> WHAT YOU NEED TO DO
Revise the records below by replacing every instance of "positive clicks" with "foreground clicks" and leaving everything else unchanged. Omit the pictures from your answer.

[Opening GIVEN INFORMATION section]

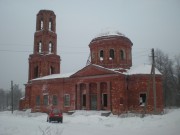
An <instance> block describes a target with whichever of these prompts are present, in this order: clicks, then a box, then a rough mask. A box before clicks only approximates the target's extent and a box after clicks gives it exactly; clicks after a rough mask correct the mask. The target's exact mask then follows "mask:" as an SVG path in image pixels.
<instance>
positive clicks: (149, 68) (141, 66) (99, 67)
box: [32, 64, 161, 81]
mask: <svg viewBox="0 0 180 135" xmlns="http://www.w3.org/2000/svg"><path fill="white" fill-rule="evenodd" d="M91 66H92V67H97V68H100V69H104V70H107V71H109V72H112V73H119V74H124V75H137V74H142V75H143V74H144V75H146V74H150V73H151V65H139V66H134V67H131V69H129V70H127V72H123V73H122V72H119V71H117V70H115V69H110V68H105V67H102V66H99V65H95V64H92V65H91ZM86 67H87V66H86ZM86 67H84V68H86ZM84 68H83V69H81V70H84ZM81 70H79V71H77V72H75V73H64V74H52V75H48V76H43V77H39V78H36V79H32V81H36V80H48V79H56V78H68V77H71V76H74V75H75V74H77V73H78V72H80V71H81ZM155 74H156V75H161V73H160V72H159V70H158V69H156V68H155Z"/></svg>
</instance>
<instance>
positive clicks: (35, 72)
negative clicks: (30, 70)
mask: <svg viewBox="0 0 180 135" xmlns="http://www.w3.org/2000/svg"><path fill="white" fill-rule="evenodd" d="M38 75H39V68H38V66H36V67H35V68H34V78H37V77H38Z"/></svg>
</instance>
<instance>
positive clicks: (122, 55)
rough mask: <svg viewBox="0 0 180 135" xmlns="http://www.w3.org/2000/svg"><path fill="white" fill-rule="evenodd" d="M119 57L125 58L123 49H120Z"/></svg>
mask: <svg viewBox="0 0 180 135" xmlns="http://www.w3.org/2000/svg"><path fill="white" fill-rule="evenodd" d="M120 58H121V60H124V59H125V52H124V51H123V50H120Z"/></svg>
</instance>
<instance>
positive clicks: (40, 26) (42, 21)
mask: <svg viewBox="0 0 180 135" xmlns="http://www.w3.org/2000/svg"><path fill="white" fill-rule="evenodd" d="M40 29H41V30H42V29H43V19H41V21H40Z"/></svg>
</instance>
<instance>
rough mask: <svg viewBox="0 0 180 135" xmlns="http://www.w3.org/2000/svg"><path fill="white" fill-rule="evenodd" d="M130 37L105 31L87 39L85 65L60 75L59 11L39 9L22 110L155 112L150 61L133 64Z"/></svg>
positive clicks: (161, 80) (159, 111) (161, 89)
mask: <svg viewBox="0 0 180 135" xmlns="http://www.w3.org/2000/svg"><path fill="white" fill-rule="evenodd" d="M132 45H133V43H132V42H131V40H130V39H129V38H127V37H125V36H124V35H122V34H120V33H106V34H104V35H101V36H99V37H96V38H94V39H92V41H91V42H90V43H89V48H90V58H89V61H88V64H87V66H85V67H84V68H82V69H80V70H79V71H77V72H75V73H71V74H70V73H68V74H61V73H60V61H61V58H60V56H59V55H58V54H57V34H56V15H55V14H54V12H53V11H49V10H40V11H39V13H38V14H37V18H36V32H35V34H34V51H33V54H30V55H29V77H28V82H27V84H26V85H25V97H24V98H22V99H21V100H20V110H23V109H28V108H31V109H32V112H36V111H41V112H48V111H49V109H50V108H53V107H54V108H59V109H61V110H62V111H63V112H68V111H72V110H98V111H99V110H108V111H111V112H112V113H113V114H119V113H122V112H127V111H131V112H144V111H146V112H147V113H151V112H153V110H154V97H155V96H154V94H153V85H152V84H153V81H152V75H151V65H141V66H139V67H136V68H135V67H132V55H131V53H132V52H131V51H132ZM155 87H156V111H157V112H162V111H163V91H162V75H161V74H160V73H159V71H158V70H156V74H155Z"/></svg>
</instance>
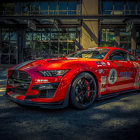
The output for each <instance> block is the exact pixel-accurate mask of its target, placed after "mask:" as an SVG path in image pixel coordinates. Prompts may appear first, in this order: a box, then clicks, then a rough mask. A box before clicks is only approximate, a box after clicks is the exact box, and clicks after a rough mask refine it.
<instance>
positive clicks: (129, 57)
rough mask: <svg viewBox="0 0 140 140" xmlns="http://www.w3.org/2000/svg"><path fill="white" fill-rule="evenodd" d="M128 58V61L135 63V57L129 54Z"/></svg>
mask: <svg viewBox="0 0 140 140" xmlns="http://www.w3.org/2000/svg"><path fill="white" fill-rule="evenodd" d="M129 58H130V61H137V59H136V57H135V56H133V55H131V54H129Z"/></svg>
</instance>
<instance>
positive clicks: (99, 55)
mask: <svg viewBox="0 0 140 140" xmlns="http://www.w3.org/2000/svg"><path fill="white" fill-rule="evenodd" d="M108 52H109V49H95V50H90V49H89V50H81V51H78V52H75V53H73V54H69V55H68V56H67V57H80V58H93V59H103V58H104V57H105V55H106V54H107V53H108Z"/></svg>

[Closing GIVEN INFORMATION section]

> SOLUTION TO THIS PROBLEM
An <instance> block describes a target with whichever of these prompts are present, in this order: clicks, then a box, then a rough mask. A box before clicks only approximates the target's extent and a box after clicks gives it exactly; clicks after a rough mask correct the mask. The target's exact mask then follows "mask:" as an SVG path in image pixels.
<instance>
foreground clicks: (149, 68) (141, 66) (99, 67)
box: [32, 64, 161, 81]
mask: <svg viewBox="0 0 180 135" xmlns="http://www.w3.org/2000/svg"><path fill="white" fill-rule="evenodd" d="M91 66H92V67H97V68H100V69H104V70H107V71H109V72H112V73H119V74H124V75H137V74H142V75H143V74H144V75H146V74H150V73H151V65H139V66H134V67H131V69H129V70H127V72H123V73H122V72H119V71H117V70H115V69H110V68H105V67H102V66H99V65H95V64H92V65H91ZM86 67H87V66H86ZM86 67H84V68H86ZM84 68H83V69H81V70H84ZM81 70H79V71H77V72H75V73H64V74H52V75H48V76H43V77H39V78H36V79H32V81H36V80H48V79H56V78H68V77H71V76H74V75H75V74H77V73H78V72H80V71H81ZM155 74H156V75H161V73H160V72H159V70H158V69H156V68H155Z"/></svg>
</instance>
<instance>
foreground clicks: (35, 72)
negative clicks: (30, 70)
mask: <svg viewBox="0 0 180 135" xmlns="http://www.w3.org/2000/svg"><path fill="white" fill-rule="evenodd" d="M38 75H39V68H38V66H36V67H35V68H34V78H37V77H38Z"/></svg>
</instance>
<instance>
foreground clicks: (122, 55)
rough mask: <svg viewBox="0 0 180 135" xmlns="http://www.w3.org/2000/svg"><path fill="white" fill-rule="evenodd" d="M119 57L125 58L123 49H120Z"/></svg>
mask: <svg viewBox="0 0 180 135" xmlns="http://www.w3.org/2000/svg"><path fill="white" fill-rule="evenodd" d="M120 58H121V60H124V59H125V52H124V51H123V50H120Z"/></svg>
</instance>
<instance>
foreground clicks: (40, 26) (42, 21)
mask: <svg viewBox="0 0 180 135" xmlns="http://www.w3.org/2000/svg"><path fill="white" fill-rule="evenodd" d="M40 29H41V30H42V29H43V19H41V21H40Z"/></svg>
</instance>
<instance>
rough mask: <svg viewBox="0 0 180 135" xmlns="http://www.w3.org/2000/svg"><path fill="white" fill-rule="evenodd" d="M130 37L105 31L87 39L85 65L60 75L59 11L39 9L22 110L155 112L150 61L133 64Z"/></svg>
foreground clicks: (161, 80) (159, 111) (161, 89)
mask: <svg viewBox="0 0 180 135" xmlns="http://www.w3.org/2000/svg"><path fill="white" fill-rule="evenodd" d="M132 45H133V43H132V42H131V40H130V39H129V38H127V37H125V36H124V35H122V34H120V33H106V34H104V35H101V36H99V37H96V38H94V39H92V41H91V42H90V43H89V48H90V58H89V61H88V64H87V66H85V67H84V68H82V69H80V70H79V71H77V72H75V73H71V74H70V73H68V74H61V73H60V61H61V58H60V56H59V55H58V54H57V34H56V15H55V14H54V12H53V11H49V10H40V11H39V13H38V14H37V18H36V32H35V34H34V51H33V54H30V55H29V77H28V82H27V84H26V85H25V97H24V98H22V99H21V100H20V110H23V109H28V108H31V109H32V112H36V111H41V112H48V111H49V109H50V108H53V107H54V108H59V109H61V110H62V111H63V112H68V111H72V110H98V111H99V110H108V111H111V112H112V113H113V114H119V113H122V112H127V111H131V112H144V111H146V112H147V113H151V112H153V110H154V97H155V96H154V94H153V85H152V84H153V81H152V75H151V65H141V66H139V67H136V68H135V67H132V55H131V53H132V52H131V51H132ZM155 87H156V111H157V112H162V111H163V91H162V75H161V74H160V73H159V71H158V70H156V74H155Z"/></svg>
</instance>
The output for each <instance> block is the exact pixel-accurate mask of its target, placed after "mask:" as an SVG path in image pixel coordinates. Prompts may appear first, in this order: a box, then clicks, then a rough mask. A box before clicks is only approximate, a box after clicks is the exact box, and clicks after a rough mask refine it.
<instance>
foreground clicks: (129, 57)
rough mask: <svg viewBox="0 0 140 140" xmlns="http://www.w3.org/2000/svg"><path fill="white" fill-rule="evenodd" d="M128 58V61L135 63V57L129 54Z"/></svg>
mask: <svg viewBox="0 0 140 140" xmlns="http://www.w3.org/2000/svg"><path fill="white" fill-rule="evenodd" d="M129 58H130V61H137V59H136V57H135V56H133V55H131V54H129Z"/></svg>
</instance>
<instance>
foreground clicks: (99, 55)
mask: <svg viewBox="0 0 140 140" xmlns="http://www.w3.org/2000/svg"><path fill="white" fill-rule="evenodd" d="M108 52H109V49H95V50H90V49H89V50H81V51H78V52H75V53H73V54H69V55H68V56H67V57H80V58H93V59H103V58H104V57H105V55H106V54H107V53H108Z"/></svg>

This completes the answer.